Aim of the exercise — Where a line in the entries below contains the word "task", count it. Return the total alone.

========================

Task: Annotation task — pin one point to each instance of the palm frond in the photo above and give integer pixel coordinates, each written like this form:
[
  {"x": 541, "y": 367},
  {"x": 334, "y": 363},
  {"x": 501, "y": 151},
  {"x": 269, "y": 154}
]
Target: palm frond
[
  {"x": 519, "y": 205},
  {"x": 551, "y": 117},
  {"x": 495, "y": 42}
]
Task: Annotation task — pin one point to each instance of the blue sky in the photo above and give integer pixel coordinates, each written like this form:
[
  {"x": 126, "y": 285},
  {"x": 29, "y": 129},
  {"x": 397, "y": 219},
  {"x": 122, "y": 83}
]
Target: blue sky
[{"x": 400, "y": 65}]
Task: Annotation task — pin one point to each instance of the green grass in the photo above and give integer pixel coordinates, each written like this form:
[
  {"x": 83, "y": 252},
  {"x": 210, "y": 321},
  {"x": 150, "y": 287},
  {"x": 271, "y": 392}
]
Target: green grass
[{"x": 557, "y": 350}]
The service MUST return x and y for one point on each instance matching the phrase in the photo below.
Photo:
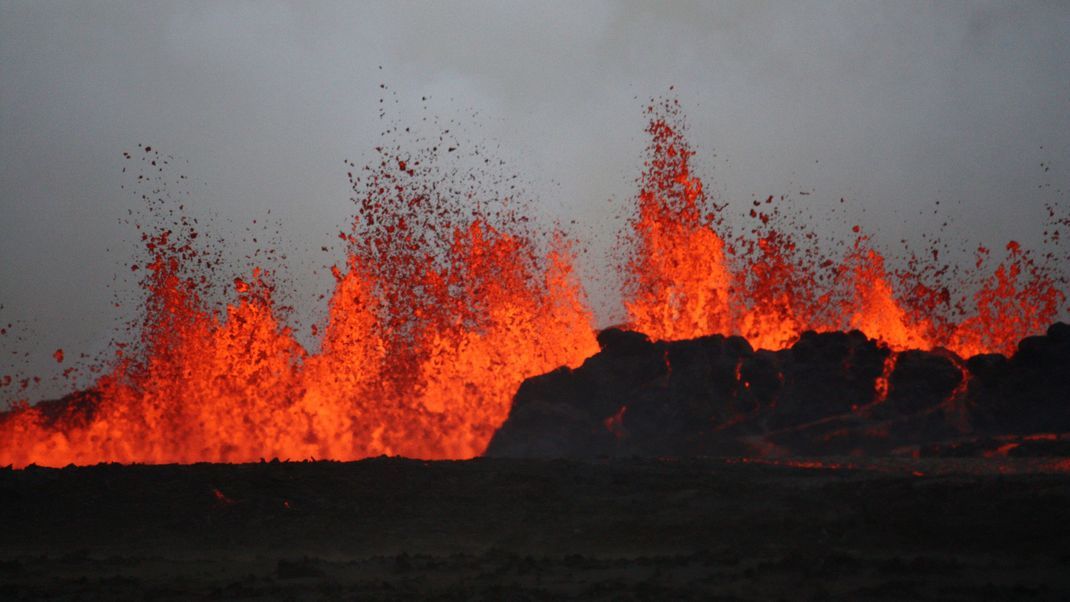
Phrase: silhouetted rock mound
(828, 394)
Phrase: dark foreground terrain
(385, 528)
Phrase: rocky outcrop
(828, 394)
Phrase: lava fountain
(440, 311)
(445, 304)
(687, 277)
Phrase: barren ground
(385, 528)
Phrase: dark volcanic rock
(717, 396)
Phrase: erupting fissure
(444, 306)
(687, 278)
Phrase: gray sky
(891, 105)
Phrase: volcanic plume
(447, 302)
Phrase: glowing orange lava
(423, 349)
(683, 279)
(444, 306)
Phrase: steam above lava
(445, 305)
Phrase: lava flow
(440, 312)
(686, 278)
(445, 306)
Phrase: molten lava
(425, 343)
(685, 280)
(445, 305)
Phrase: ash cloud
(893, 106)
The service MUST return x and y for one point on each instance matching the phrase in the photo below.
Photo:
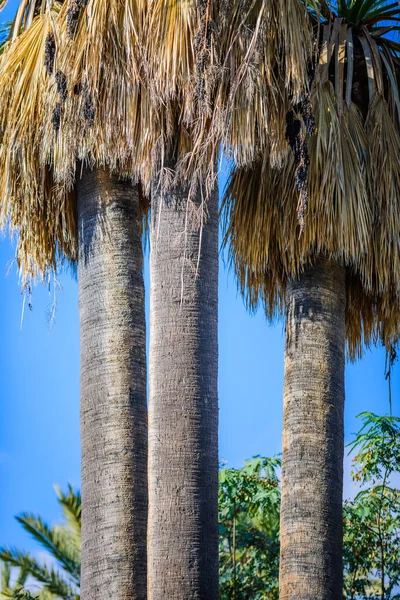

========================

Solution for this exercise — 3